• [REQUIRED WORK] Report, in full, each line of the material below in which the string "Target" occurs.

• [RECORDS PROVIDED]
────
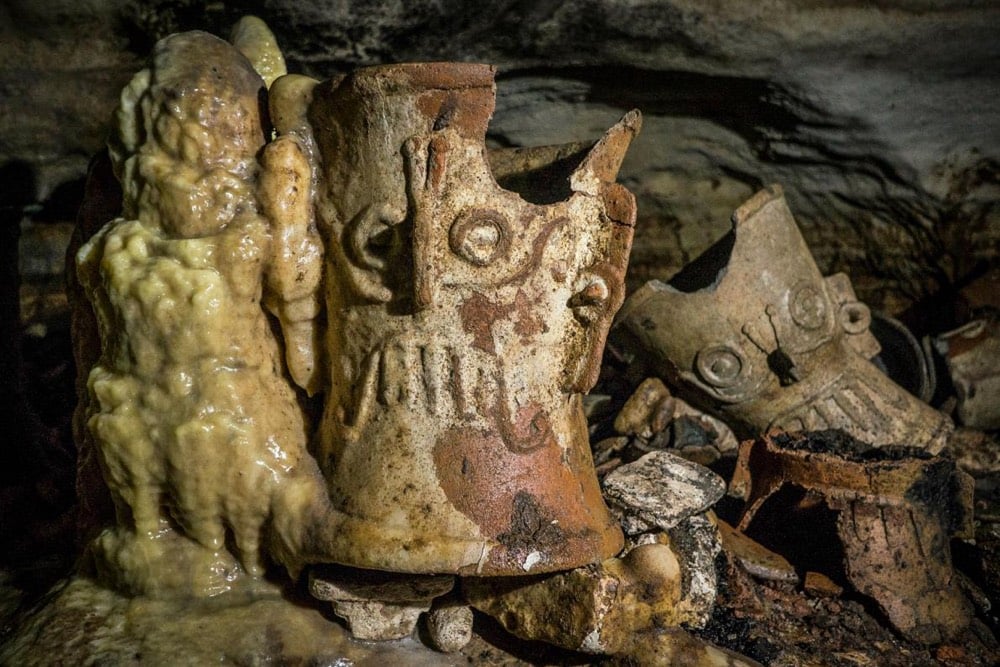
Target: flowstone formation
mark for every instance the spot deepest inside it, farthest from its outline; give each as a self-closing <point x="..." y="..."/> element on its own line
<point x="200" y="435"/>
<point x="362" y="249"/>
────
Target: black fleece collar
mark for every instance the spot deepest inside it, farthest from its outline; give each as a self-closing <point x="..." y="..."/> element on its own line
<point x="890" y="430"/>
────
• [RESPONSE FOR THIS EXERCISE]
Target: flowstone formation
Target: black fleece collar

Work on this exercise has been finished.